Questions to answer
a – Return the passage on the ethnic makeup of the Guyana Police Force from "The Force has, for" to "of the country.", copied word for word.
b – Supply the next part of the piece on the ethnic composition of the Guyana Police Force, starting after its last sentence.

Reading passage
-- Opening Marker --

Changing the ethnic face of the police
November 28, 2006
A Report by a United Nations Committee has raised an issue that has been the talk of forces in this country for the longest while, ever since Dr Cheddi Jagan acceded to the Presidency of Guyana. That issue deals with the ethnic composition of the Guyana Police Force.
The Force has, for almost as long as it has been in existence, been heavily populated by people of African ancestry. In 1992, Dr Cheddi Jagan expressed the view that the Guyana Police Force should reflect the ethnic composition of the country.
In its Report, the United Nations Committee said that the paucity of people of Indian ancestry in the Guyana Police Force would appear to be among the causes of the deaths in custody of many Indo-Guyanese. This would suggest that there is some inherent racist factor in the Police's treatment of prisoners.
A Special Presidential Commission to investigate whether former Home Affairs Minister Ronald Gajraj was involved in extra-judicial killings also recommended some ethnic balance in the Guyana Police Force. This recommendation was presented to the government and the Police hierarchy nearly three years ago.

-- Closing Marker --

Dataset records
-- Opening Marker --

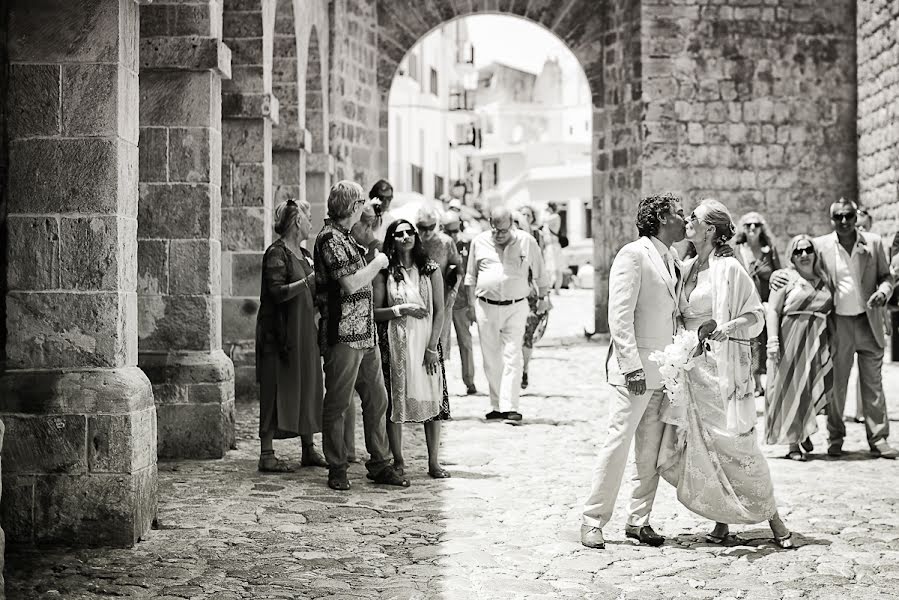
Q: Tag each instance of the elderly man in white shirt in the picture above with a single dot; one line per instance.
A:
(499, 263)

-- Closing Marker --
-- Opening Marker --

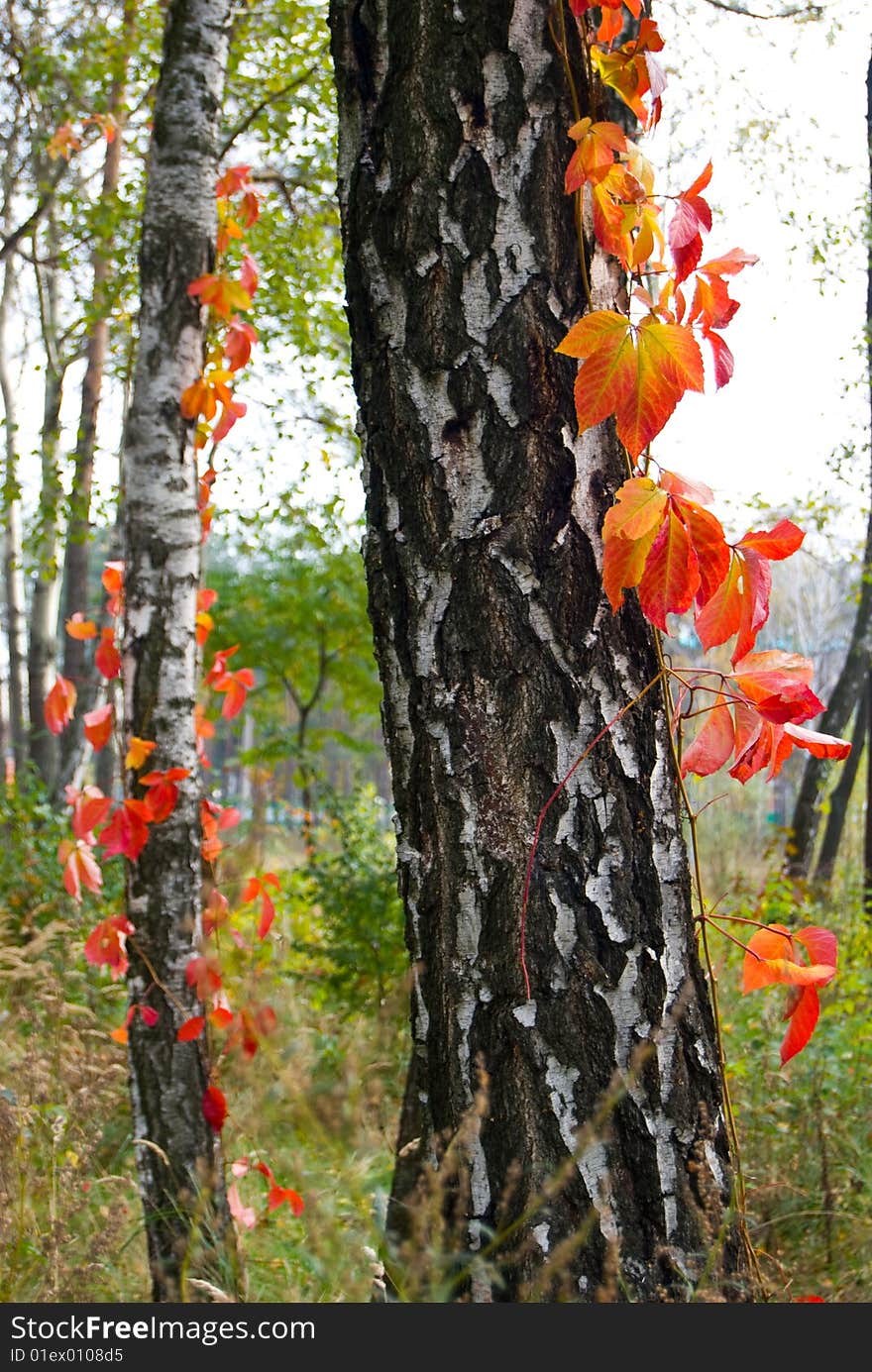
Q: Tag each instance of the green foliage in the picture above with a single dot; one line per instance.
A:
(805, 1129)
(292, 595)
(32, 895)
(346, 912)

-- Closing Marker --

Expected responses
a –
The Force has, for almost as long as it has been in existence, been heavily populated by people of African ancestry. In 1992, Dr Cheddi Jagan expressed the view that the Guyana Police Force should reflect the ethnic composition of the country.

b –
In the ensuing days, there was a distinct move to attract people of Indian ancestry to the Police Force, but from appearances, this seems to be meeting with a minimum of success. There were special concessions in the recruitment practices, and special recruitment centres were set up in areas largely populated by people of Indian ancestry. And indeed, some young Indian men turned up, but there is no correlation between their recruitment and their continued existence in the Force.
In some quarters, there is the view that men of Indian ancestry would shun the Guyana Police Force largely because of the pay and because of the regimen of discipline.
In the main, the people who join the Police Force these days are those who are unable to secure employment in any of the other sectors. The young men of Indian ancestry, in keeping with tradition, would tend to gravitate to agricultural pursuits, or to the sugar estates, where people of Indian ancestry predominate.
But something must be done to cause a shift in the ethnic composition of the Guyana Police Force, and it is here that the various communities need to take a hand. For too long, the wider society has been expecting the government to initiate action that would lead to the needed changes. However, this is not often possible, largely because the government is generally preoccupied with the wider picture of running a country.
This, then, leaves the role of getting people in the various communities to gravitate to the Guyana Police Force. There are still community leaders who wield some influence in the various communities. Some are village councillors while others are village elders. These were the people who objected to the organisations that attempted to promote HIV/AIDS education in certain communities, until they could no longer ignore the fact that these communities were AIDS infected.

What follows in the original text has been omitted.